TASK SET:
(A) List every distinct username that posts in the forum thread on the differential amplifier.
(B) How many lines of the records contain the string "bird"? Reply with the number alone.

TEXT TO READ:
※

• Welcome to our site! Electro Tech is an online community (with over 170,000 members) who enjoy talking about and building electronic circuits, projects and gadgets. To participate you need to register. Registration is free. Click here to register now.

Differential amplifier

Status
Not open for further replies.

spintinas

New Member
Hello, I have a problem with differential amplifier. I use LMC6484 (http://www.ti.com/lit/ds/symlink/lmc6484.pdf) op amp to project differential amplifier (schematic in the picture). Resistors values are R1=R3=100k and R2=R4=1k, so theoretically gain should be about 100. My object for this project is to amplify signal from Honeywell pressure transducer (https://stevenengineering.com/tech_support/PDFs/31DTMAIN.pdf) which voltages are about 0-30mV, to voltages for adc. I connect this circuit on breadboard and connect my pressure transducer signal+ and signal- wires to differential amplifier + and - inputs. Voltage between pressure transducer data pins, when there is no pressure is about 30mV, and in differential amplifier output i get 4,6V, but when I apply pressure to transducer and transducer output voltage is increasing, there is no change in amplifier output - still 4,65V. Maybe someone know solution for this problem?
 

chemelec

Well-Known Member
Look like your at Maximum Output from the Op-Amp.
You need a NULL Pot to Offset that 4.6 Volts when at No Pressure.
 

MikeMl

Well-Known Member
Most Helpful Member
That circuit is extremely sensitive to the slightest difference between R2 and R4 resistance values, and between R1 and R3. The pairs of resistors have to be matched to within 0.01%, very difficult to do.

Rather than screw with matched resistors, most people just buy an "instrumentation" amplifier, which is manufactured with matched resistors in the first place.
 

spintinas

New Member
Hello dear colleagues, i have some questions for you about signal filtering. I want to project daq for my pressure transducer. Firstly, I have a signal from transducer (voltage about 30-60mV), then i design differential amplifier with gain of 20, and the output voltages transducer now are 500mV-1,1V, but when get a signal in osciloscope, there are a lot of noise. So, the question is, what filter is best to use for this type of signal (pressure transducer), also I want to know when it is better to filter signal? Before amplification or after differential amplifier?. I read some information on the internet and I understood, that one of the option for this situation is passive low pass (RC) filter, but I didnt know what value of cutoff frequency should be, and also low pass filter will attenuate my useful signal. So, guys, I would be thankful if you suggest some solutions.

Transducer datasheet: http://technel.com/Files/AB-HP.pdf

Differential amp schematics is attached, i use LM324, instead LMC6484.
 

Attachments

ronsimpson

Well-Known Member
Most Helpful Member
i didn't know what frequency
What are you measuring?

※

RECORD LIST:

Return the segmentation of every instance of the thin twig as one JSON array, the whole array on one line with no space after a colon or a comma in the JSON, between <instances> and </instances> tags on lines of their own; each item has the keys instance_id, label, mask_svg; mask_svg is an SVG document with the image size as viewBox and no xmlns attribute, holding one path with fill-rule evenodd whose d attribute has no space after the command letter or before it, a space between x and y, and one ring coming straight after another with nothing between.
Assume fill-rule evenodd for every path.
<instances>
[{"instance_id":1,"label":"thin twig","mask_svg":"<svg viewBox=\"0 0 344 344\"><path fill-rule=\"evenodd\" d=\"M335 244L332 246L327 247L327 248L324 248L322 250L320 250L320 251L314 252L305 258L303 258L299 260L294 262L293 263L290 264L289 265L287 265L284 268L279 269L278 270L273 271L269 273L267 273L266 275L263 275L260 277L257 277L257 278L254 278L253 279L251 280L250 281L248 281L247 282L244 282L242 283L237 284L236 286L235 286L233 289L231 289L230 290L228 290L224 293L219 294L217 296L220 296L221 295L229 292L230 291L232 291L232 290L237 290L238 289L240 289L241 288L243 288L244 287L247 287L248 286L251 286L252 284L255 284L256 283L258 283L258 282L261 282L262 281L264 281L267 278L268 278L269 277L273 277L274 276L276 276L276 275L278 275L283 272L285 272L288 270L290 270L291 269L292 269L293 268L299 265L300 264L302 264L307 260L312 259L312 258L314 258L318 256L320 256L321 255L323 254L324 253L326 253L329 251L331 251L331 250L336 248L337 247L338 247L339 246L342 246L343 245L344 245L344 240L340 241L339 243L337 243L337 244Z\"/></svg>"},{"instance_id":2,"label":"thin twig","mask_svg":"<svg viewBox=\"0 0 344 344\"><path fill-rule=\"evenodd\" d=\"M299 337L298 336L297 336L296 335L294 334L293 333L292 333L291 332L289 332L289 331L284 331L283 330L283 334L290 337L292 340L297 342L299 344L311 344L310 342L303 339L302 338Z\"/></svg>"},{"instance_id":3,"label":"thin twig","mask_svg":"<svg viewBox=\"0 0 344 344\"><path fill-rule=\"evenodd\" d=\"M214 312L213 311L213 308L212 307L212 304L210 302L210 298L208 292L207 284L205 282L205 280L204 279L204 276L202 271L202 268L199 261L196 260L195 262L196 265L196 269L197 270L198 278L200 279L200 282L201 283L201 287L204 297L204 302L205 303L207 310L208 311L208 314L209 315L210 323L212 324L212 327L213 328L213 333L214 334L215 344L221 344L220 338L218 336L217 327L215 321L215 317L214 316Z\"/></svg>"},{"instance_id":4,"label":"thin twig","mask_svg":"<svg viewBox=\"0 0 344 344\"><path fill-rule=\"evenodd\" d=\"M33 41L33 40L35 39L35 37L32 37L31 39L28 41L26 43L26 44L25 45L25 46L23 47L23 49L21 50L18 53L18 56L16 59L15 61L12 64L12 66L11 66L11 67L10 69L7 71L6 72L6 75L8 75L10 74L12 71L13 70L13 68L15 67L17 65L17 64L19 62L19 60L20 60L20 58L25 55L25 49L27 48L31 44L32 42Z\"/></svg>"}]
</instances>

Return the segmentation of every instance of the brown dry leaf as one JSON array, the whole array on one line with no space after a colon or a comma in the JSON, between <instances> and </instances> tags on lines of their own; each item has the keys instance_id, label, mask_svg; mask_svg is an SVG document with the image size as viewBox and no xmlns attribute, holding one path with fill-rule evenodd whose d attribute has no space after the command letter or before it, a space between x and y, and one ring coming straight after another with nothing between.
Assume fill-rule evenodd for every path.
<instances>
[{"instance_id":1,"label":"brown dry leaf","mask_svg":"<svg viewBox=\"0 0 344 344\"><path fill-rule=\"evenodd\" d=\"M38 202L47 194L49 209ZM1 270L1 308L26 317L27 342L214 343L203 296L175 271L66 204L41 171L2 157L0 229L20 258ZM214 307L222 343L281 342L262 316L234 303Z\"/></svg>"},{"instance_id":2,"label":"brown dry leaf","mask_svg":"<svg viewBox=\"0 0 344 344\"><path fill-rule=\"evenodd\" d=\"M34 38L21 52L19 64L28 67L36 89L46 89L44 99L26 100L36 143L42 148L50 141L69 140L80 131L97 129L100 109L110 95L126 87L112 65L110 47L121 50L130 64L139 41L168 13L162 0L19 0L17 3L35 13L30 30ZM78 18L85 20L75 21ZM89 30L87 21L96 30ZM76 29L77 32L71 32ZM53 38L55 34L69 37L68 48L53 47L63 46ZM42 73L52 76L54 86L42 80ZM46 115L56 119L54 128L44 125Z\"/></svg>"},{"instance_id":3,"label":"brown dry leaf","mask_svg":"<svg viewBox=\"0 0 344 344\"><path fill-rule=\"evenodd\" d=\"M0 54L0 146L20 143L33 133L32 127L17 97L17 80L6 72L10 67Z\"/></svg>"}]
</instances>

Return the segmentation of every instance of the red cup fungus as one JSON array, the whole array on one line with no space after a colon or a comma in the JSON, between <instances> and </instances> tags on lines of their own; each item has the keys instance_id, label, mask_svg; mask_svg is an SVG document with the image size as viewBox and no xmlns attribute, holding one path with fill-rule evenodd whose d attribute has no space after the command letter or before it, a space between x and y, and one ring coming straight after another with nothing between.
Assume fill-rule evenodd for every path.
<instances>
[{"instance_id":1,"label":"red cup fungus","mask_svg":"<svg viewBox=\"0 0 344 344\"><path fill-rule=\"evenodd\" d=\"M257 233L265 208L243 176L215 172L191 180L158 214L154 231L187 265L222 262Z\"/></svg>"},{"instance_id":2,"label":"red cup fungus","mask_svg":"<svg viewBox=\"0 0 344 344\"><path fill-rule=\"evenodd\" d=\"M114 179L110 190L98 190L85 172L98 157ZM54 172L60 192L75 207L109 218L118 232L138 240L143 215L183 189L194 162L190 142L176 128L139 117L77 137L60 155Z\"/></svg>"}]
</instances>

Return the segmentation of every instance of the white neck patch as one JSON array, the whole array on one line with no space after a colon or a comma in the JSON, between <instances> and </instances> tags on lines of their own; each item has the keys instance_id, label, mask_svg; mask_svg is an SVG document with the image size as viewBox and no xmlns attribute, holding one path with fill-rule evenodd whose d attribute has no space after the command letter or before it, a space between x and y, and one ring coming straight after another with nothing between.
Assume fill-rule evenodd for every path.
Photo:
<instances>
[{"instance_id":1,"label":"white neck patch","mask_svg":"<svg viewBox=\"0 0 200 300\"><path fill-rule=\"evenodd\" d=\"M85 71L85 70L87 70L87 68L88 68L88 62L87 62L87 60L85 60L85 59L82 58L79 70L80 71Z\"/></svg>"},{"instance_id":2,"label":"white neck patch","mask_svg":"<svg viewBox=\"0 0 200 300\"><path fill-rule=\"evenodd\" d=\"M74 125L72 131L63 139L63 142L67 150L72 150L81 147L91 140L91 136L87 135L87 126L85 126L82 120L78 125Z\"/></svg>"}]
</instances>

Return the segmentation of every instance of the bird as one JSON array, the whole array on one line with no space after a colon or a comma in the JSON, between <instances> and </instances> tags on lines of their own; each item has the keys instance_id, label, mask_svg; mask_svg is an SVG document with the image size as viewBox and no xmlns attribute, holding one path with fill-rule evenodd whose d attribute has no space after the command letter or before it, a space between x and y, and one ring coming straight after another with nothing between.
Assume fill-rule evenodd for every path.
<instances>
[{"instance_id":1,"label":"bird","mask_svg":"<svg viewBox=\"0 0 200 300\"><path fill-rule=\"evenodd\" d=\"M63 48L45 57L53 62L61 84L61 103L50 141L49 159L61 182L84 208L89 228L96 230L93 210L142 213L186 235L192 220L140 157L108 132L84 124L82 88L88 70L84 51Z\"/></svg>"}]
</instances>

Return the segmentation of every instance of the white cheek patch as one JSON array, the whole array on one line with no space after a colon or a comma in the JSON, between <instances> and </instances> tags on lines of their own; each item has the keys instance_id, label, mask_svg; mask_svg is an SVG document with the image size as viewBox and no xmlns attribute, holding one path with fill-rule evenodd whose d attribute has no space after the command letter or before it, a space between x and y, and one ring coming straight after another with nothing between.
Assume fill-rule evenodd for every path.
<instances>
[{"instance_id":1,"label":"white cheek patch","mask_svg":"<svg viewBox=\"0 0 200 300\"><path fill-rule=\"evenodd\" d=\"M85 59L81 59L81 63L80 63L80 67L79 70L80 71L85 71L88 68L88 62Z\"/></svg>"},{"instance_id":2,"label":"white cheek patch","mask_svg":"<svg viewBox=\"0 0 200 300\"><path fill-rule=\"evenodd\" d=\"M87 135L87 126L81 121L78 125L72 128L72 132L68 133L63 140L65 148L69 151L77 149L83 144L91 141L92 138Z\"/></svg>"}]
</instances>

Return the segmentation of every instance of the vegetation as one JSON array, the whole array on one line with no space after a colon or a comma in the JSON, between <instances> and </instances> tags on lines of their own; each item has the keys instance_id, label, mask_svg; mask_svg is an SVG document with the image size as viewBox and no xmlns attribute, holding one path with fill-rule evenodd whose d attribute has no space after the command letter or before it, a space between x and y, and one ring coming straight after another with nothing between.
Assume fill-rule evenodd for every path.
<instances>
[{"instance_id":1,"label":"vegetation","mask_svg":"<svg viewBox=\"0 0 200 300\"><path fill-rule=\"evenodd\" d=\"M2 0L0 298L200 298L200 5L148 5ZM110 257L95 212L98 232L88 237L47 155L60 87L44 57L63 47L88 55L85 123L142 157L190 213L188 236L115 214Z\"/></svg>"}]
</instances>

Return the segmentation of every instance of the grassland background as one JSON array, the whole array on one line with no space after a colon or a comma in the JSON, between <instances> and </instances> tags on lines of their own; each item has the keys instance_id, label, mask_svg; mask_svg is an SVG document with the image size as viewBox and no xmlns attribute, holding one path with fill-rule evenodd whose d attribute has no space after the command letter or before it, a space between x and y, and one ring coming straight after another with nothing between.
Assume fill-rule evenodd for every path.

※

THE SOLUTIONS:
(A)
spintinas
chemelec
MikeMl
ronsimpson

(B) 2